The entries below should be quoted exactly, with no pictures carried over.
╭──
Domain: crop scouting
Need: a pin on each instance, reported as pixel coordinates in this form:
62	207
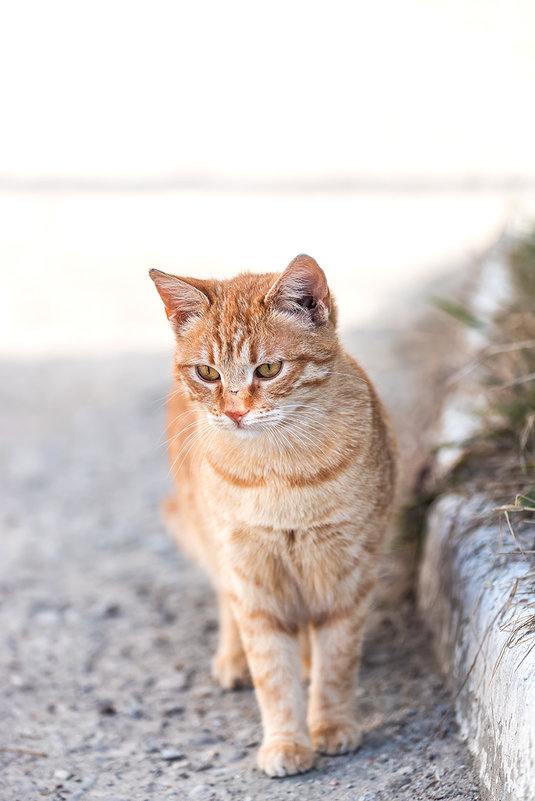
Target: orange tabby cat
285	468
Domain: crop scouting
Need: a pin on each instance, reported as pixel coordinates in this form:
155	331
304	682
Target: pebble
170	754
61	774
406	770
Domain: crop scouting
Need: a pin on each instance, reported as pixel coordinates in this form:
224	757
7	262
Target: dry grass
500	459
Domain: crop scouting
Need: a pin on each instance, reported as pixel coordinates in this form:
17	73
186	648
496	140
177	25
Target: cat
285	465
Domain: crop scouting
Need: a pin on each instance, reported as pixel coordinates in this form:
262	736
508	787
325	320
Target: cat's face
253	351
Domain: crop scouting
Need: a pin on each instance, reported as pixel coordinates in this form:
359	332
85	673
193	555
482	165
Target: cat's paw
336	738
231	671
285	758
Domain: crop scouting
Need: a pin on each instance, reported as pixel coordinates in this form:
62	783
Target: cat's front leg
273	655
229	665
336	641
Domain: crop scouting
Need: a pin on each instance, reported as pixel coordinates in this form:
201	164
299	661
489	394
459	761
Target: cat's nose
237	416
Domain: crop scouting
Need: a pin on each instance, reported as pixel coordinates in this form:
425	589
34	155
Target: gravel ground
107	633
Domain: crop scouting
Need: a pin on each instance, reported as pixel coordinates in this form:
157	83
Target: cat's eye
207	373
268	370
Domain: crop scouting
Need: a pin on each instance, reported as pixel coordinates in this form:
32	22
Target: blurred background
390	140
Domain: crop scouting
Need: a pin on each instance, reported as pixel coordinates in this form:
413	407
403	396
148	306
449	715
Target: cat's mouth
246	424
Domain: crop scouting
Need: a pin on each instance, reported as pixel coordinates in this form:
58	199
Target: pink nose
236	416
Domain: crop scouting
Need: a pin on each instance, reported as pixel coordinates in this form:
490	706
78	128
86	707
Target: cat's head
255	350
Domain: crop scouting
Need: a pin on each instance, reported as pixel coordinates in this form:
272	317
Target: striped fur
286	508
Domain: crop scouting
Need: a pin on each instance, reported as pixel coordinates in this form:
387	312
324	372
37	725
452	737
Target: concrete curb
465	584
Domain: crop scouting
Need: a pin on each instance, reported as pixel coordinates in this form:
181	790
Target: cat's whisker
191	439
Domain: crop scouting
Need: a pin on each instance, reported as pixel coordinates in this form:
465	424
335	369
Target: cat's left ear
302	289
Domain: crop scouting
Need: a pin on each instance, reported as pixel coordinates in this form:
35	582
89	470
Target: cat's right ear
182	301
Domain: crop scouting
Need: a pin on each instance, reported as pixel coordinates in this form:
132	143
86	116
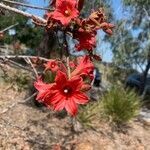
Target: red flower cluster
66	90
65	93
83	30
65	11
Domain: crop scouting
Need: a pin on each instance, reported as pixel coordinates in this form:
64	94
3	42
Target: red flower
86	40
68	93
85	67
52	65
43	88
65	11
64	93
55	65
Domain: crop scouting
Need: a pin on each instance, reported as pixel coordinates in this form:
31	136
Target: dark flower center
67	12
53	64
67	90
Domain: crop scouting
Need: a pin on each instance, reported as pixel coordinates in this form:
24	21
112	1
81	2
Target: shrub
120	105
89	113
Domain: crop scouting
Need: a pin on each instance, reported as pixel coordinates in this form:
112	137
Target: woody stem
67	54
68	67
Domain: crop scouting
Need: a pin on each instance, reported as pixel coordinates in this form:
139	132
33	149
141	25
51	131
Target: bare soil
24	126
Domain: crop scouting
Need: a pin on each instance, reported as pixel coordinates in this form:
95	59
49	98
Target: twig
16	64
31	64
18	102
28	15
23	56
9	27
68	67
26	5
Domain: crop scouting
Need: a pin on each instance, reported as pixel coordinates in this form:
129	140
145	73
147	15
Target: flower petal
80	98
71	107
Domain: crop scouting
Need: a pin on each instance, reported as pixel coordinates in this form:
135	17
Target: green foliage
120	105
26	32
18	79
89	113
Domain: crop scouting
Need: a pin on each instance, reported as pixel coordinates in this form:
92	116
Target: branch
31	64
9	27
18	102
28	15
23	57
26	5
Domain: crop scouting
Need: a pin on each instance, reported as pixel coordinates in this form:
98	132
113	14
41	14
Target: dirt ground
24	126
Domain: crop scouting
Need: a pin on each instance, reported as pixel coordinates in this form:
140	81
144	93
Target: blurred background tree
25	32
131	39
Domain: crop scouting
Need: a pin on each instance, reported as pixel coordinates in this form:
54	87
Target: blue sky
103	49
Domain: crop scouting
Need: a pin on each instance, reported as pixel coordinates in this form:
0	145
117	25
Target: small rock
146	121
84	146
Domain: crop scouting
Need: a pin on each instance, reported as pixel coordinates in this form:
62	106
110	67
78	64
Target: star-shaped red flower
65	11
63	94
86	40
╰──
Result below:
Domain: crop scouting
Need: a pin on each instance, reported as pixel coordinates in this form:
62	207
Target: orange tabby cat
285	468
Domain: crop scouting
Need: a pin on each instance, reported as pixel coordinates in this form:
155	331
304	682
Target: pebble
170	754
61	774
406	770
Domain: crop scouting
Need: a pin on each instance, reported as pixel coordinates in this form:
224	757
7	262
Target: dry grass
500	459
Domain: crop scouting
Need: a pin on each instance, reported as pixel coordinates in this form:
17	73
186	648
496	140
177	25
Target: cat
285	465
Domain: crop scouting
Need: a pin on each instance, reported as pixel coordinates in this form:
262	736
508	787
325	320
Target: cat's face
253	351
Domain: crop scouting
Need: a pin on each instance, reported as pixel coordinates in this form:
359	332
85	673
193	555
482	165
Target: cat's paw
336	738
231	671
285	758
Domain: crop scouting
Need: a pin on each instance, reported as pixel coordinates in this form:
62	783
Target: cat's front leg
273	655
229	665
336	641
Domain: crop scouting
Need: a pin on each instance, reported as pixel coordinates in this form:
201	164
299	661
489	394
459	761
Target: cat's nose
237	416
Domain: crop scouting
Need: a pin on each instance, reported as pixel coordinates in this form:
425	589
34	155
Target: gravel ground
107	633
Domain: crop scouting
Need: a pin on each instance, reported as pixel coordinates in this form:
157	83
Target: cat's eye
207	373
268	370
Domain: crop scouting
Need: a pin on each instance, reported as pixel coordinates in this form:
32	22
Target: blurred background
390	140
Domain: crop scouting
Need: a pin on each instance, reported as pixel coordinates in this form:
413	407
403	396
148	306
449	715
Target: cat's mouth
246	424
Domain: crop scouting
Need: a pin on each instance, reported as pixel coordinates in this form:
58	199
Target: pink nose
236	416
Domain: crop scouting
Need: a pin on each instance, reported as pixel coordinates in this form:
490	706
78	128
86	707
Target: cat's head
255	350
Domain: crop scouting
Need: a pin on each instance, reported as pixel coordinates in this form:
272	317
Target: striped fur
286	508
Domain: crop scouting
Need: a pin on each instance, reported as pixel coordinates in this form:
387	312
324	372
37	725
452	737
Target: concrete curb
465	584
Domain: crop scouting
Need: a pin on each instance, reported as pixel coordinates in this form:
181	790
Target: cat's whisker
191	439
Domain: crop scouting
Need: a pin on each instance, reported as pixel coordinates in this form:
465	424
335	369
Target: cat's left ear
302	289
Domain: crop scouting
Need: a pin on each instance, reported as pixel coordinates in this form:
35	582
89	470
Target: cat's right ear
182	301
Domain: crop scouting
Need: a pin on each instance, reported as pixel coordinates in this form:
132	143
86	116
Target: red flower cluster
66	90
65	93
83	30
65	11
Domain: crop scouting
Need: a pin on each instance, reported as pixel coordinates in this form:
64	94
3	42
Target: red flower
86	40
68	93
85	67
52	65
43	88
65	11
64	93
55	65
Domain: crop scouting
Need: a pin on each instance, reported as pixel coordinates in this form:
31	136
Target: dark flower center
67	12
53	64
67	90
Domain: crop scouting
Need: a pin on each instance, reported as pixel coordinates in this form:
24	21
112	1
81	2
Target: shrub
120	105
89	113
Domain: crop scouting
Need: a pin on each instance, reported as pixel coordinates in this form:
112	137
Target: woody stem
67	54
68	67
Domain: crop scouting
Need: a pin on each instance, reported as pixel coordinates in this form:
139	132
33	149
141	25
51	131
Target: bare soil
24	126
Domain: crop scouting
Need: a pin on each instance, reported as pixel coordinates in this form:
95	59
49	98
Target: twig
16	64
31	64
18	102
28	15
23	56
9	27
68	67
26	5
Domain: crop scouting
Need: a pin on each instance, reported as pixel coordinates in this form:
129	140
145	73
147	15
Target: flower petal
80	98
71	107
Domain: crop scouting
Need: a pin on each instance, reported as pixel coordinates in this form:
135	17
Target: green foliage
120	105
26	32
18	79
89	113
Domain: crop scouting
Need: a pin on each instance, reported as pixel coordinates in this form:
92	116
Target: branch
31	64
9	27
18	102
28	15
23	57
26	5
Domain: crop scouting
Need: a pin on each instance, reported as pixel coordinates in this form:
98	132
113	14
41	14
Target: dirt ground
24	126
Domain: crop scouting
Need: a pin on each instance, reported as pixel coordinates in this form:
140	81
144	93
Target: blurred background tree
25	32
131	39
Domain: crop scouting
Need: a pin on each instance, reported as pixel coordinates in this form:
54	87
Target: blue sky
103	49
Domain: crop scouting
Need: a pin on each instance, reported as pixel coordinates in this form:
0	145
117	25
Target: small rock
146	121
84	146
Domain: crop scouting
Need: a pin on each instance, reported as pixel coordinates in this form:
62	106
110	67
78	64
Target: star-shaped red flower
65	11
63	94
86	40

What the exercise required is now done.